Write out the part of the household text between "Data from the censuses" and "also important factors.", inclusive.

#### Text shown ####

Single-person household
In 2010, the proportion of single-person households reached 13.7 % and was becoming a noticeable type of household. Figure 3 shows a low percentage of members of single-person households aged between 0 and 19. These people have not reached adulthood and are not able to live independently. This kind of household is probably related to the population flow and the “purchasing/residing strategy” of some families. There is a clear difference between heads of household above 20 years old in rural and urban areas. In cities, these people are predominantly young people, in particular males of the 25 to 34 age group. This is due to the fact that in cities, there are more single young men of this age than women, as well as the fact that young people are more likely to purchase property and live independently in the cities. In the rural areas, single-person households mainly consist of left-behind elderly above 55 years old. This indicates that the migration of young people from the countryside to the cities has left behind a large number of empty-nest or even single-elderly families. Moreover, there are more women as the sole members of the household than men. This is due to the fact that women normally live longer than men and are more likely to lose their partners when they grow old. Thus, the need for elderly care in the rural areas will surge.
Data from the censuses between 1990 and 2010 show that the proportion of single-person households grew by 2 % during 1990–2000 and 5.4 % during 2000–2010. In 2000, the number of single-person households increased in the fifth census mainly because the average age of first marriage of young people leaving their parents to live independently increased. With the rise of the divorce rate, divorced parents who do not live with their children also contributed to the growth of single-person households. Compared with the fifth census, the increased rate of single-person households was higher in 2010. Besides the delay of first marriage and the increase in the divorce rate, the improvement of housing conditions, the population flow, and the expanded proportion of widowed elderly resulting from the prolongation of expected life span are also important factors.
Although the number and percentage of single-person households are growing in China, the percentage is still much lower in comparison with developed Western countries. Taking the USA as an example, the percentage of single-person households within the same period of time is almost three times that of China. Two reasons may contribute to this difference. First, there are relatively fewer people who never marry in China; second, the proportion of elderly, especially the widowed, who live alone is lower in China than in developed Western countries.
The nuclear family household
The percentages of nuclear family households (one-generation and two-generation nuclear households) in China were 66.9, 70.4, 66.2, and 58.3 % in 1982, 1990, 2000, and 2010, respectively. Although there is a clear tendency toward decreasing, the nuclear family is still the dominant type of household in China. Data from the sixth census shows that only-couple nuclear households are the fastest growing, whereas the two-generation standard nuclear households are decreasing most rapidly.

#### Record extracts ####

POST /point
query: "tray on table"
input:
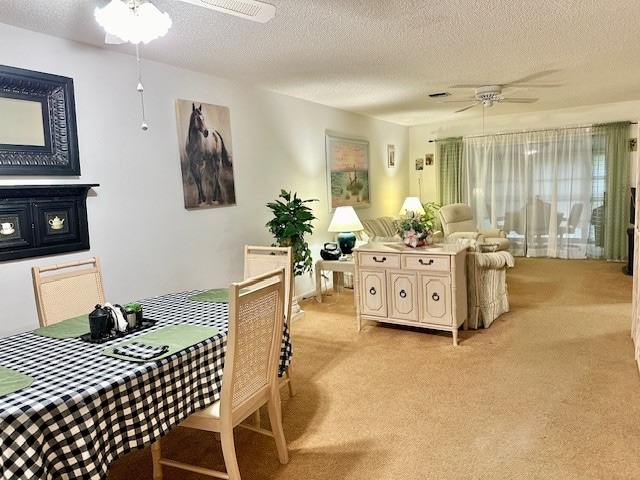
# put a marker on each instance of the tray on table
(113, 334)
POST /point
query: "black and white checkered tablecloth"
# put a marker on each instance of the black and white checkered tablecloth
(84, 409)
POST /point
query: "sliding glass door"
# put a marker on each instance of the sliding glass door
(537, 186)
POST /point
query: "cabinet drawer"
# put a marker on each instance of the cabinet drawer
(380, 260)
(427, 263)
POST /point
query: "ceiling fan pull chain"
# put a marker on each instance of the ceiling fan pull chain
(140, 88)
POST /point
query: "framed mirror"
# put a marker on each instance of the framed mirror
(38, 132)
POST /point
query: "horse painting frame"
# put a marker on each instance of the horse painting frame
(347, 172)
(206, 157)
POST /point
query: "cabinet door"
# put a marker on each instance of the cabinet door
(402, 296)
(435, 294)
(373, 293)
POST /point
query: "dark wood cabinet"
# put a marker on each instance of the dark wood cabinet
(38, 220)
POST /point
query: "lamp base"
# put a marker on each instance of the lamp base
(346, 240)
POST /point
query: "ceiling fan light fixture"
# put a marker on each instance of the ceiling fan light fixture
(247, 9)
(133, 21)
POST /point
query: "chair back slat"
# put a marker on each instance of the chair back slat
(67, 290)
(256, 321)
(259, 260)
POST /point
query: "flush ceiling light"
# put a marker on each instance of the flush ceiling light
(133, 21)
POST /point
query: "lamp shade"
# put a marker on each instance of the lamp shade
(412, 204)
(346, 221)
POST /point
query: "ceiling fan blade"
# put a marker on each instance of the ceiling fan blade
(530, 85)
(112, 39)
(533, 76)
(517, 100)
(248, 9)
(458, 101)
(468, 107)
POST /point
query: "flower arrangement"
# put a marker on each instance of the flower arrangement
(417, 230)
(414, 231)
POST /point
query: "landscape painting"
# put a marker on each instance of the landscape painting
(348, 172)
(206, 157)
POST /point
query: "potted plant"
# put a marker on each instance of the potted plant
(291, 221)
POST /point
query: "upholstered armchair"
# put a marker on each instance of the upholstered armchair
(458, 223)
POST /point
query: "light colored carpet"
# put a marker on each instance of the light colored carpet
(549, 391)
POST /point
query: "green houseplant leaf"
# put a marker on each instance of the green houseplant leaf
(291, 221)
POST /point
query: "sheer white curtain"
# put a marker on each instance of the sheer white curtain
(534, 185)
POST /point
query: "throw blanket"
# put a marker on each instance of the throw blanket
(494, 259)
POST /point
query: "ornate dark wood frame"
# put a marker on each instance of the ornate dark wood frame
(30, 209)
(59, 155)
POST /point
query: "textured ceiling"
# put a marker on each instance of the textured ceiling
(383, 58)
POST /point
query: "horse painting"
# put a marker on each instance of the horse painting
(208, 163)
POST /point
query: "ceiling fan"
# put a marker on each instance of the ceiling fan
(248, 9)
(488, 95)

####

**Correct result**
Data from the censuses between 1990 and 2010 show that the proportion of single-person households grew by 2 % during 1990–2000 and 5.4 % during 2000–2010. In 2000, the number of single-person households increased in the fifth census mainly because the average age of first marriage of young people leaving their parents to live independently increased. With the rise of the divorce rate, divorced parents who do not live with their children also contributed to the growth of single-person households. Compared with the fifth census, the increased rate of single-person households was higher in 2010. Besides the delay of first marriage and the increase in the divorce rate, the improvement of housing conditions, the population flow, and the expanded proportion of widowed elderly resulting from the prolongation of expected life span are also important factors.